Goals:
1/ Retype the passage of the home plugs review from "Set up was easy" up to and including "looked at it yet!", with no changes.
2/ Echo the lines of the records word for word, from the line with "football field, locate" up to and including the line with "[[185, 153]]", and only those lines.

Source extract:
-=-=-=-=-

Solwise Home Plugs Review – and a Competition!

Ok, it’s taken a while – 2 months give or take – to get around to this, but I wanted time to fully evaluate these products. That’s my excuse anyway!

In case the title leaves you none the wiser – basically these devices transmit internet data along mains electric wires – allowing you to get the internet to far flung corners of a building without installing any existing wiring. I’ll explain our situation in a moment so you get more of an idea.

So what’s this got to do with caravanning? Well, admittedly not a lot. I doubt there is a caravan big enough that would necessitate the use of these – however I would think the majority of those of you reading this have a larger more permanent dwelling – and probably use the internet too. So this may just be of interest.

Our router – a BT Home Hub 4 sits in the lounge and is connected directly via the usual network cables to the YouView digibox and our networked hard drive which we use for backing up all our stuff – my collection of music – ‘archived’ versions of vinyl, cassette and CD recordings along with all our photos from our travels, films, TV series and now increasingly, video footage for our YouTube channel.

Thanks to the wonders of BT Infinity 2 we can get download speeds of anything up to 65Mbps while uploads top out at around 20Mbps. Speeds I’m perfectly happy with.

However in the ‘office’ also known as the spare room, dining room and caravan paraphernalia dumping ground it’s a different story. Downloads top out at around 7Mbps while uploads fare a little better at 11Mbps. Now I realise this wont garner much sympathy from those in more rural areas who are perhaps lucky to get half that and I do understand. Travelling around as we do we often come across areas where a 3G mobile signal is still a luxury and the lofty speeds of 4G are just a pipe dream. And it’s frustrating.

Fortunately, the good folk at Solwise – who’ve provided us with some great WiFi kit for the caravan – came to my rescue and sent me these:pl-1200av2-piggy-4

First up is the bit that connects to your router – I think of this as the transmitter – it simply plugs into a mains socket and is connected to one of the network ports on the router with the supplied cable. It doesn't take up a mains socket – just as well considering the jumble behind our AV stand - as it has a socket at the front. The socket is ‘filtered’ which helps prevent anything connected through it from creating interference on your mains wiring and affecting the signal.

Set up was easy – you plug it in, then plug in the cable to the router – and that's it. The CD shown contains a copy of the easy start guide, a user manual and utility software – but for basic set ups you won’t need it – I’m no techie but I’ve not looked at it yet!

-=-=-=-=-

Provided data:
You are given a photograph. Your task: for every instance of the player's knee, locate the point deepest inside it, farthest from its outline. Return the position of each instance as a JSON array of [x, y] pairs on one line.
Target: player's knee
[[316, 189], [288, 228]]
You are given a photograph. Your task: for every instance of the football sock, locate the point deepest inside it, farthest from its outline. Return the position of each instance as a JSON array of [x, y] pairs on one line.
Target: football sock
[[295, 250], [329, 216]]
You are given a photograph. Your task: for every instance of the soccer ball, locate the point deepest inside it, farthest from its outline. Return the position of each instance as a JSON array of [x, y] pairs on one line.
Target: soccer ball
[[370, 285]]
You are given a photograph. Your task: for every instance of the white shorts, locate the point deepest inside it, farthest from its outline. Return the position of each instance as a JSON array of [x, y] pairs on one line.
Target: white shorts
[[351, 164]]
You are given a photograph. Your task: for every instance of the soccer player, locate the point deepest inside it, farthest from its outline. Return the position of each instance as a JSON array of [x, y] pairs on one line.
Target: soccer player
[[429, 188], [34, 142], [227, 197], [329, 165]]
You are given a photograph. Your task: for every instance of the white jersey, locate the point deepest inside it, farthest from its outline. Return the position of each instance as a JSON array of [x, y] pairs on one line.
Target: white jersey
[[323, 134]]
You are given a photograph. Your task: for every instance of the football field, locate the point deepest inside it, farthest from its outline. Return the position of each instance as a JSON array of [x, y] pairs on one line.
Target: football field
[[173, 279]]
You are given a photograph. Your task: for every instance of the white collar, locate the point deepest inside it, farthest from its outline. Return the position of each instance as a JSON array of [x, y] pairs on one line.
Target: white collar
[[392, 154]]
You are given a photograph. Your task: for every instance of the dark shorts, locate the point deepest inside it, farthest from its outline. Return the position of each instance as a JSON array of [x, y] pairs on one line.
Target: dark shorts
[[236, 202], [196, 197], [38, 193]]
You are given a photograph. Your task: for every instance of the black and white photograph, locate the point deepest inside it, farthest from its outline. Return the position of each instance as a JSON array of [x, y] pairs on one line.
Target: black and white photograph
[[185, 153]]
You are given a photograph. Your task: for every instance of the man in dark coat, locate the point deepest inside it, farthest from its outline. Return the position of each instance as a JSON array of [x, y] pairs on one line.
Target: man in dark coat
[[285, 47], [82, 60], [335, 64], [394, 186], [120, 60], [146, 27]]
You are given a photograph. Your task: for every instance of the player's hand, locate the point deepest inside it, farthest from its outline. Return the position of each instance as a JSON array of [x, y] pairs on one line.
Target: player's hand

-=-=-=-=-

Complete answers:
1/
Set up was easy – you plug it in, then plug in the cable to the router – and that's it. The CD shown contains a copy of the easy start guide, a user manual and utility software – but for basic set ups you won’t need it – I’m no techie but I’ve not looked at it yet!

2/
You are given a photograph. Your task: for every instance of the football field, locate the point deepest inside it, farthest from its outline. Return the position of each instance as a JSON array of [x, y] pairs on one line.
Target: football field
[[173, 279]]
You are given a photograph. Your task: for every instance of the white collar, locate the point deepest inside it, farthest from its outline. Return the position of each instance as a JSON array of [x, y] pairs on one line.
Target: white collar
[[392, 154]]
You are given a photograph. Your task: for every instance of the dark shorts, locate the point deepest inside it, farthest from its outline. Return the position of each instance as a JSON array of [x, y] pairs on one line.
Target: dark shorts
[[236, 202], [196, 197], [38, 193]]
You are given a photograph. Your task: for every instance of the black and white photograph, locate the point deepest inside it, farthest from its outline. Return the position of each instance as a JSON array of [x, y] pairs on one line.
Target: black and white photograph
[[185, 153]]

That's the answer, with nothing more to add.